- _GIVEN DATA_:
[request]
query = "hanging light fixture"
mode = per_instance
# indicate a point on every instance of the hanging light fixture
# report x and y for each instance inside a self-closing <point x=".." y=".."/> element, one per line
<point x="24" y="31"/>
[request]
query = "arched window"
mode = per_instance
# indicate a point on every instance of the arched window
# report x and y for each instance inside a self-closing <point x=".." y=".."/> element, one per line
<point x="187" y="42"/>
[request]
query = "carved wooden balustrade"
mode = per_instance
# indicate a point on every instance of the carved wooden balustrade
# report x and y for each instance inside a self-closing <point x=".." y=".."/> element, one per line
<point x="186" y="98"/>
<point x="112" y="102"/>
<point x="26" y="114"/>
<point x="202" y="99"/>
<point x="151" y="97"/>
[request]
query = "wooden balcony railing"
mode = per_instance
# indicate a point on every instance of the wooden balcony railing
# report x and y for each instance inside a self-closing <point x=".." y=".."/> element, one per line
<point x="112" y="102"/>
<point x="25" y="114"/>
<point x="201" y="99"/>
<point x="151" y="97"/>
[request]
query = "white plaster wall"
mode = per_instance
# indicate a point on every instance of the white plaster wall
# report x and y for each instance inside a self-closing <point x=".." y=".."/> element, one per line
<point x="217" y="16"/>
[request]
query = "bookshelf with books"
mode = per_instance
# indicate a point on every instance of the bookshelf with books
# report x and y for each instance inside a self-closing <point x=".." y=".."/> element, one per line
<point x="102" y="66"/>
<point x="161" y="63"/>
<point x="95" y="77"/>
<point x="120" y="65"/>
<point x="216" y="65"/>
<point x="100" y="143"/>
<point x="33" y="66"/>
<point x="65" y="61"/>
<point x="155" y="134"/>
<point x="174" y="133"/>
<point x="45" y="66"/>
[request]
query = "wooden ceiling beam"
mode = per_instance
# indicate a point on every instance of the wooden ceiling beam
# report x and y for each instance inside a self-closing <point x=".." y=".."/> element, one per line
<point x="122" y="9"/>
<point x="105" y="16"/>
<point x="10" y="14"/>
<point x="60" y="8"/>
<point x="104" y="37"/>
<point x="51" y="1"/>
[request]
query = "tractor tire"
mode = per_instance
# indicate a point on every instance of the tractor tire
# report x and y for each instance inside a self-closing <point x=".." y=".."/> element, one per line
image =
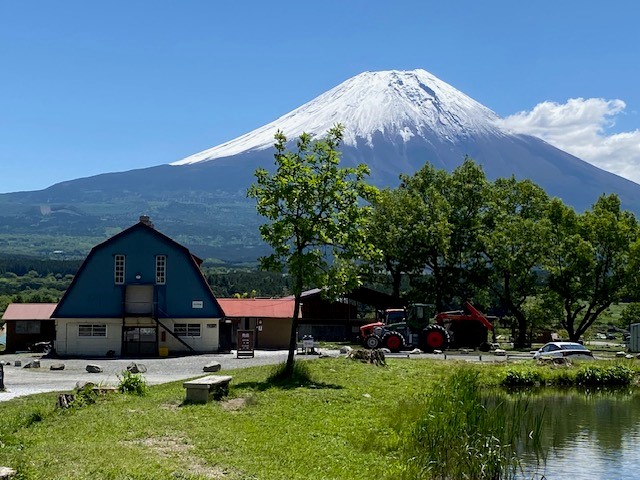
<point x="393" y="341"/>
<point x="434" y="337"/>
<point x="372" y="341"/>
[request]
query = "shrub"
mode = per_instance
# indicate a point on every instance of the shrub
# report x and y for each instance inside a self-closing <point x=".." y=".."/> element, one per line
<point x="522" y="378"/>
<point x="463" y="434"/>
<point x="132" y="383"/>
<point x="594" y="375"/>
<point x="300" y="375"/>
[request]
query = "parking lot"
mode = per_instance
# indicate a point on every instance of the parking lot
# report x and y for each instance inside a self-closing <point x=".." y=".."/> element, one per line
<point x="19" y="381"/>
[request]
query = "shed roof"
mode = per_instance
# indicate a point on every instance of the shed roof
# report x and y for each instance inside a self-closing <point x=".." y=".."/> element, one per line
<point x="29" y="311"/>
<point x="257" y="307"/>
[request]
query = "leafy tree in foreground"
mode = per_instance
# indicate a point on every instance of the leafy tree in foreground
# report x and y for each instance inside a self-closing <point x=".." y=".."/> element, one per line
<point x="401" y="225"/>
<point x="594" y="260"/>
<point x="316" y="220"/>
<point x="514" y="244"/>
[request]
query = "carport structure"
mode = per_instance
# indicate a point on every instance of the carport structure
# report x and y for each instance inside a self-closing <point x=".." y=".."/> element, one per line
<point x="341" y="320"/>
<point x="28" y="323"/>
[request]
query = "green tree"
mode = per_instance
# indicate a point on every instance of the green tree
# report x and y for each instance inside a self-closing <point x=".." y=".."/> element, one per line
<point x="593" y="260"/>
<point x="514" y="245"/>
<point x="316" y="220"/>
<point x="402" y="225"/>
<point x="446" y="232"/>
<point x="630" y="314"/>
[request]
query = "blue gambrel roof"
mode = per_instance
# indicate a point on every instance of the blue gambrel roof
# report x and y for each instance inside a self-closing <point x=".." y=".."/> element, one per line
<point x="94" y="294"/>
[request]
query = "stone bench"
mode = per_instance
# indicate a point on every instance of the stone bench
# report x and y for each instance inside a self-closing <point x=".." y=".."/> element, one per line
<point x="302" y="350"/>
<point x="199" y="390"/>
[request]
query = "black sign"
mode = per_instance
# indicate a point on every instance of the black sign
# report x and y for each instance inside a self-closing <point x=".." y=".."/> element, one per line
<point x="245" y="343"/>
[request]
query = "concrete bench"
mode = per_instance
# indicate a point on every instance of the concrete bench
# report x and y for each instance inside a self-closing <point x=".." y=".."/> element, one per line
<point x="303" y="350"/>
<point x="198" y="390"/>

- _REQUIRED WORK_:
Leave out the pictures and output everything else in the records exactly.

- _ANSWER BELOW_:
[request]
query = "hanging light fixture"
mode = per_instance
# indicate a point on every instance of the hanging light fixture
# report x and y for each instance inside a self-closing <point x=".." y=".."/> element, one per line
<point x="24" y="31"/>
[request]
query = "arched window"
mode = per_instance
# indicate a point on every instance of the arched window
# report x and y for each instance inside a self-closing <point x=".." y=".."/> element, one per line
<point x="187" y="42"/>
[request]
query = "carved wooden balustrade"
mode = per_instance
# indicate a point on every instance of the carved wooden balustrade
# report x and y for each instance inside a self-closing <point x=".." y=".."/> element, one per line
<point x="186" y="98"/>
<point x="112" y="102"/>
<point x="26" y="114"/>
<point x="202" y="99"/>
<point x="151" y="97"/>
[request]
query = "wooden balcony railing"
mode = per_instance
# indicate a point on every instance of the wooden balcony railing
# report x and y for each instance inside a self-closing <point x=".." y=".."/> element, one per line
<point x="112" y="102"/>
<point x="25" y="114"/>
<point x="201" y="99"/>
<point x="151" y="97"/>
[request]
query = "white plaster wall"
mode = per_instance
# indicate a point on every instance of the white plaster wall
# report x and y for each instance inside a self-closing <point x=".." y=".."/> element, one per line
<point x="217" y="16"/>
[request]
query = "bookshelf with books"
mode = per_instance
# indicate a point on every instance of the bookshelf with books
# report x and y for each instance inside a self-closing <point x=".." y=".."/> element, one per line
<point x="102" y="66"/>
<point x="161" y="63"/>
<point x="95" y="77"/>
<point x="120" y="65"/>
<point x="216" y="65"/>
<point x="100" y="143"/>
<point x="33" y="66"/>
<point x="65" y="61"/>
<point x="155" y="134"/>
<point x="174" y="133"/>
<point x="45" y="66"/>
[request]
query = "wooden ceiling beam"
mode = per_instance
# indicate a point on every instance of the wooden ceiling beam
# report x and y for each instance inside a self-closing <point x=".." y=".."/> element, one per line
<point x="122" y="9"/>
<point x="105" y="16"/>
<point x="10" y="14"/>
<point x="60" y="8"/>
<point x="104" y="37"/>
<point x="51" y="1"/>
[request]
query = "tractor tire"
mode = per_instance
# indicate a point on every instance of the tractor tire
# report x and y for each instance inside a self-closing <point x=".." y=".."/> element, one per line
image =
<point x="393" y="341"/>
<point x="434" y="337"/>
<point x="372" y="341"/>
[request]
query = "shrub"
mode = per_instance
# indicate a point on every instance of the shrub
# report x and y for each instance inside a self-closing <point x=".." y=".."/> element, one per line
<point x="522" y="378"/>
<point x="463" y="434"/>
<point x="132" y="383"/>
<point x="594" y="375"/>
<point x="300" y="375"/>
[request]
query = "parking lot"
mode = per_instance
# indicate a point on every instance of the parking lot
# report x and y for each instance inside a self-closing <point x=".." y=".."/> element, one per line
<point x="19" y="381"/>
[request]
query = "shed roof"
mode = per_instance
# indicate a point on every instance of the shed roof
# report x and y for each instance inside a self-closing <point x=".." y=".."/> element, one per line
<point x="29" y="311"/>
<point x="257" y="307"/>
[request]
query = "leafy tree in foreground"
mode = per_instance
# indicate a point on every instance of the leafy tree in foreground
# report x and y for each instance inside a self-closing <point x=".." y=".."/> element, one per line
<point x="401" y="225"/>
<point x="594" y="260"/>
<point x="316" y="220"/>
<point x="514" y="244"/>
[request]
query = "carport structure"
mode = per_instance
# indicate a point on every instance of the carport structure
# report x and y for each instance inside a self-closing <point x=".." y=".."/> element, one per line
<point x="341" y="320"/>
<point x="28" y="323"/>
[request]
query = "green tree"
mode = per_instance
# indicate a point on every instance of the green tree
# report x and y for each instance inside a self-closing <point x=".." y=".."/> element, one per line
<point x="593" y="260"/>
<point x="514" y="245"/>
<point x="316" y="220"/>
<point x="402" y="225"/>
<point x="446" y="232"/>
<point x="630" y="314"/>
[request]
query = "blue gambrel roof"
mode = per_instance
# indicate a point on every instance of the blue gambrel roof
# report x and y for each instance inside a self-closing <point x=".." y=".."/> element, one per line
<point x="94" y="294"/>
[request]
query = "stone bench"
mode = per_instance
# indicate a point on every instance of the stone bench
# report x and y for each instance inside a self-closing <point x=".." y=".."/> element, one per line
<point x="302" y="350"/>
<point x="199" y="390"/>
[request]
query = "black sign"
mode = per_instance
# indicate a point on every instance of the black sign
# report x and y for each instance inside a self-closing <point x=".." y=".."/> element, one per line
<point x="245" y="343"/>
[request]
query = "concrete bench"
mode = per_instance
# indicate a point on every instance of the concrete bench
# report x and y for each instance inside a self-closing <point x=".." y=".."/> element, one per line
<point x="303" y="350"/>
<point x="198" y="390"/>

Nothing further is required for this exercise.